WORK TO COMPLETE: Only one span is wanted from the lines below: from the one with "Query: wooden kayak hull" up to and including the one with "Query: windscreen wiper". Copy it exactly, without images.

(Stored items from a collection)
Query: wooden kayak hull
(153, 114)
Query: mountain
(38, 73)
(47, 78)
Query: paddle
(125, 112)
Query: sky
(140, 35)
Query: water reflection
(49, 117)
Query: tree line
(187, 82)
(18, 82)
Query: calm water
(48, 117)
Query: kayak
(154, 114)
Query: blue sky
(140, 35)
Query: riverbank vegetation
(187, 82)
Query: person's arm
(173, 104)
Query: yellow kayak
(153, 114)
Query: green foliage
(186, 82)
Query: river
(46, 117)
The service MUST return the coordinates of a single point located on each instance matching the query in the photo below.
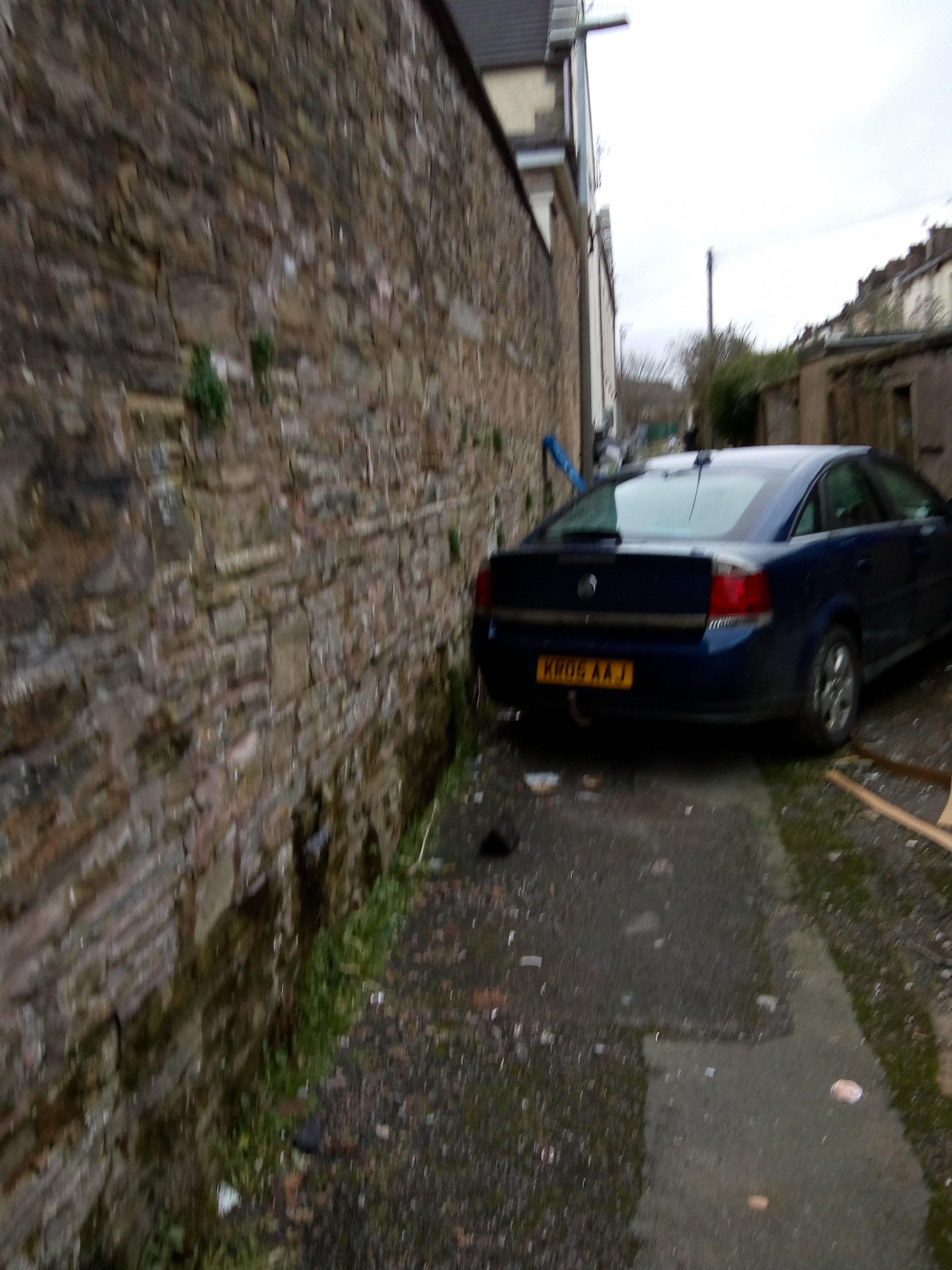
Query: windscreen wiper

==

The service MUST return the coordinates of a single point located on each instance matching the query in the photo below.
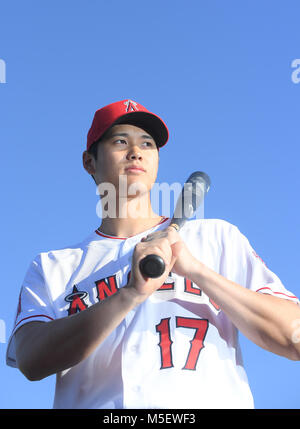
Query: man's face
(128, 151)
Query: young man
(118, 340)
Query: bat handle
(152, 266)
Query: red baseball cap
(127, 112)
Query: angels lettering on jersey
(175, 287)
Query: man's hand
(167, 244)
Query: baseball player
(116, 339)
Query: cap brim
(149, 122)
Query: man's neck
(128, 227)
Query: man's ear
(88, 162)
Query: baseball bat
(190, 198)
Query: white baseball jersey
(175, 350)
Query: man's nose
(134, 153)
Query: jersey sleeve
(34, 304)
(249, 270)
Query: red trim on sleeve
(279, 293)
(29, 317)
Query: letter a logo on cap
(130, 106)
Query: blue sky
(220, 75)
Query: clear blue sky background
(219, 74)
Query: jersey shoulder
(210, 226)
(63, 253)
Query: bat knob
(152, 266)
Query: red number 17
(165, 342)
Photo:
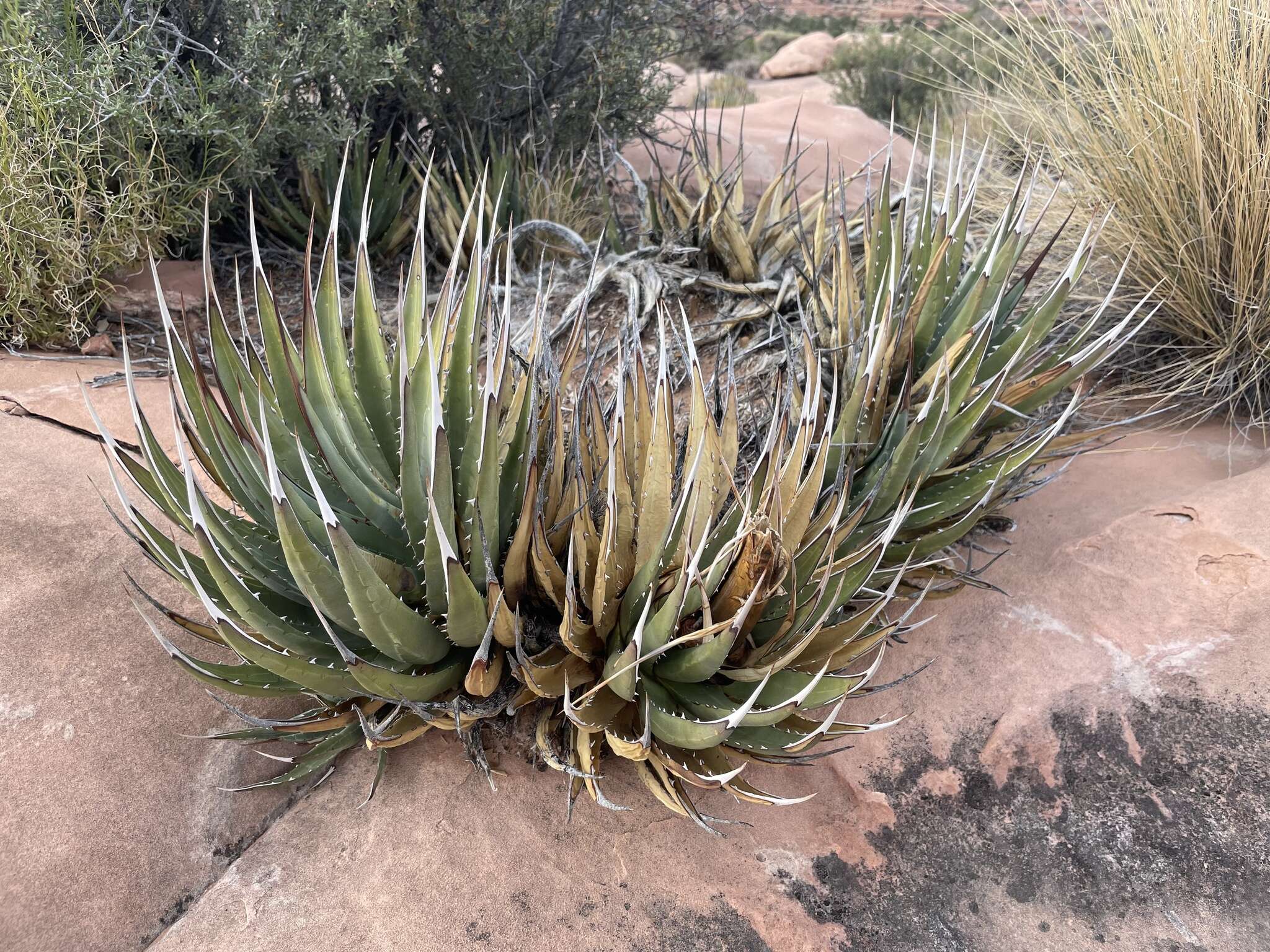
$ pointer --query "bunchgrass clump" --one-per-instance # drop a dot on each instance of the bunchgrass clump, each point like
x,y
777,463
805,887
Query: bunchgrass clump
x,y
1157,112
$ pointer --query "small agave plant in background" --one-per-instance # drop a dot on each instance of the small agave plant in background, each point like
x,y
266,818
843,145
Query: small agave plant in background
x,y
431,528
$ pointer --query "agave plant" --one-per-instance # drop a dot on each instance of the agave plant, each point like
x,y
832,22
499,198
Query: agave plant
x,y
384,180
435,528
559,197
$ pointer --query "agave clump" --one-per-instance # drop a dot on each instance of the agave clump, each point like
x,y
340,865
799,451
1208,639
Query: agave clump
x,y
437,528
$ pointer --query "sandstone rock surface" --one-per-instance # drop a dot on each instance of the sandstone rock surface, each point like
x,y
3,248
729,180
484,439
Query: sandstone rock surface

...

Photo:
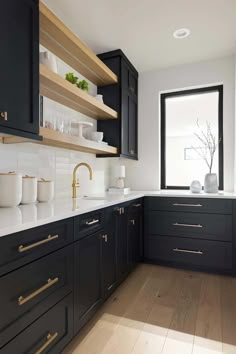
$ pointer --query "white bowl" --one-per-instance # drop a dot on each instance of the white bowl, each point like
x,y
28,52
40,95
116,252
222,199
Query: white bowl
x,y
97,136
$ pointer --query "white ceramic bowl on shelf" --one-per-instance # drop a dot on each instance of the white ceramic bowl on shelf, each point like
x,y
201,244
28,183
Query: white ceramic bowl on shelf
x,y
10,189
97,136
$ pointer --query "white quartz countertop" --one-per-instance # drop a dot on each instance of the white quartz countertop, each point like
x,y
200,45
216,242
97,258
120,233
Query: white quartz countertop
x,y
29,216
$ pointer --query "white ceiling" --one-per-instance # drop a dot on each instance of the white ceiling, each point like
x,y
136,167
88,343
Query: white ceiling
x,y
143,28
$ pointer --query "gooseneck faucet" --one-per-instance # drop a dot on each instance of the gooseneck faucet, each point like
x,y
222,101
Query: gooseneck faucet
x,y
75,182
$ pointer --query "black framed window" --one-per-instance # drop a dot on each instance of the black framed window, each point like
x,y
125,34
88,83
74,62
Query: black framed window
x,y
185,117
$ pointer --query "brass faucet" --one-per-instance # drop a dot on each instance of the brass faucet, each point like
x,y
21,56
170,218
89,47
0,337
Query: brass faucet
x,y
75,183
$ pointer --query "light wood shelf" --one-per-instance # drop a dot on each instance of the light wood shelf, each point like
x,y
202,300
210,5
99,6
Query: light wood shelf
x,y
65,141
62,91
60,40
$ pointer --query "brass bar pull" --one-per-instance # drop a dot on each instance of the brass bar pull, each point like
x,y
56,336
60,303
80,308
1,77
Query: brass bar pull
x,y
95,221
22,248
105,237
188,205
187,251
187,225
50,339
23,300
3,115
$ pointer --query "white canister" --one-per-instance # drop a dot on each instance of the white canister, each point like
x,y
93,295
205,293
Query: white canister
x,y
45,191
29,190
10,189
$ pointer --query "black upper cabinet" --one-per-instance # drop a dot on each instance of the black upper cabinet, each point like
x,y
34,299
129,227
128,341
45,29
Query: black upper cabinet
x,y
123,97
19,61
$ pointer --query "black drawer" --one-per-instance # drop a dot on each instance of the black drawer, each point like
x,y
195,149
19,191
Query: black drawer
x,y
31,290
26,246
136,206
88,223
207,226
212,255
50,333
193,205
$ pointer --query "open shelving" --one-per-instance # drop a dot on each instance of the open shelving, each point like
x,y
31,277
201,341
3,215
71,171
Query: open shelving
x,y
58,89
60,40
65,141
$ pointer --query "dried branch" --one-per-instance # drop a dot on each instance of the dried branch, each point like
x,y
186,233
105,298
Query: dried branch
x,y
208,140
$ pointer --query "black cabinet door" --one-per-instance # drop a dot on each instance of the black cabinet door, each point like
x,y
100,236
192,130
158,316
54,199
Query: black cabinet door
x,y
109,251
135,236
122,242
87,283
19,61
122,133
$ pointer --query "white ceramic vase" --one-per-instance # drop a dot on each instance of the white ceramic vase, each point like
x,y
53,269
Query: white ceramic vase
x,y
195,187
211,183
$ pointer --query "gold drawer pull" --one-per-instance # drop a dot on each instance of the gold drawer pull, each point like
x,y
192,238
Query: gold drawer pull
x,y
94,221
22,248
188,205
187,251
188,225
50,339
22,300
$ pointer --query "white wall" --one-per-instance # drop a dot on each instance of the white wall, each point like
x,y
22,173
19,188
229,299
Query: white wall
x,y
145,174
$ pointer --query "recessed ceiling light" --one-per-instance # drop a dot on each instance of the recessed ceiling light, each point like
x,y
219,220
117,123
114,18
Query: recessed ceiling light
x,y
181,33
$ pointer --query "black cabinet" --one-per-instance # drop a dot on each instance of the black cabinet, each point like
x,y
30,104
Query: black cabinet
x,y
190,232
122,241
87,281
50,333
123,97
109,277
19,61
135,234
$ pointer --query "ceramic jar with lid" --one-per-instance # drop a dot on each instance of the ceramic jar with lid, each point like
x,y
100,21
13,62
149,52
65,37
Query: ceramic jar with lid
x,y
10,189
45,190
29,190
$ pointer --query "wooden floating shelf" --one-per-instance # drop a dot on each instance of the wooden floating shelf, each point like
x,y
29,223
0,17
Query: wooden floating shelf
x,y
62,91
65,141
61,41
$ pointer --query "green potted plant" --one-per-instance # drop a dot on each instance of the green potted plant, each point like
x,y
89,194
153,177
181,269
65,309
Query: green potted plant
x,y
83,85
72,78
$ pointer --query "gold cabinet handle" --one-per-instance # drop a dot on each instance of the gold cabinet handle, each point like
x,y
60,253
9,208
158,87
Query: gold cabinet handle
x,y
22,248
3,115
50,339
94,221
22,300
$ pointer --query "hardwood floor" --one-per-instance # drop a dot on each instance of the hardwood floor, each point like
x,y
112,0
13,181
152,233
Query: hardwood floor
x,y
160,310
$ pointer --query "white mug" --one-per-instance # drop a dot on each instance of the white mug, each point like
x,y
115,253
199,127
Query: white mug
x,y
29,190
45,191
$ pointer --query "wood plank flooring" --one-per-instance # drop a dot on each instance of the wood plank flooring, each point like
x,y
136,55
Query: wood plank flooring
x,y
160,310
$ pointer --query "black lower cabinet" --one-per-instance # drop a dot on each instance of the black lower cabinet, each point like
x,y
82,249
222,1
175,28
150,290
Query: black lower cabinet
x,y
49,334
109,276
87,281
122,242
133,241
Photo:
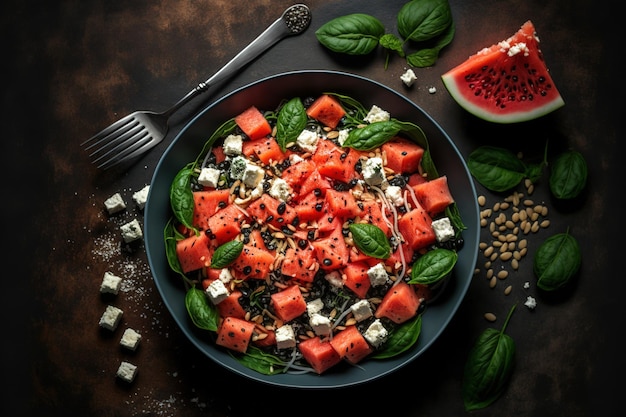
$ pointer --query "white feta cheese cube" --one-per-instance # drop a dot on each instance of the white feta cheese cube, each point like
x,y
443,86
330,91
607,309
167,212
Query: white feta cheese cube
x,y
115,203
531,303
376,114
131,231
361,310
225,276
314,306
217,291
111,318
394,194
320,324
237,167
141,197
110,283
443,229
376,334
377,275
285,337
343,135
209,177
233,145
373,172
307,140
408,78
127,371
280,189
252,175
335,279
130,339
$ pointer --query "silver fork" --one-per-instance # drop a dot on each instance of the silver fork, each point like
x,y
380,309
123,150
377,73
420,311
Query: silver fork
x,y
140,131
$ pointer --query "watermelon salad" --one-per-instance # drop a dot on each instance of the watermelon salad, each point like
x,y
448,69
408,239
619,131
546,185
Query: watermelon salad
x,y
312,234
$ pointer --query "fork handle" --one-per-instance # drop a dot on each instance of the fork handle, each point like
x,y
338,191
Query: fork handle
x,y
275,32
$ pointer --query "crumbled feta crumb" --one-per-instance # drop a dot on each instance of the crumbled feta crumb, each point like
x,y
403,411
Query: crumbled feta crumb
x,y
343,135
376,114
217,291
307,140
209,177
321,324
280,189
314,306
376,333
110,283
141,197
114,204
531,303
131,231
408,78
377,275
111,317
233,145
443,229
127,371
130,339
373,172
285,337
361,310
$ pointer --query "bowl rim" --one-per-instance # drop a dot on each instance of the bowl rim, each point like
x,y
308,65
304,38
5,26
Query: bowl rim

TASK RESPONSE:
Query: wooden kayak hull
(153, 114)
Query: mountain
(38, 73)
(47, 78)
Query: paddle
(125, 112)
Query: sky
(140, 35)
Query: water reflection
(49, 117)
Query: tree line
(187, 82)
(18, 82)
Query: calm water
(48, 117)
Query: kayak
(154, 114)
Query: blue sky
(140, 35)
Query: riverbank vegetation
(187, 82)
Query: person's arm
(173, 104)
Query: yellow kayak
(153, 114)
Query: green foliage
(186, 82)
Query: river
(46, 117)
The service MUST return the coordinates of a single point located on each instance matching the query in the photo below.
Query: windscreen wiper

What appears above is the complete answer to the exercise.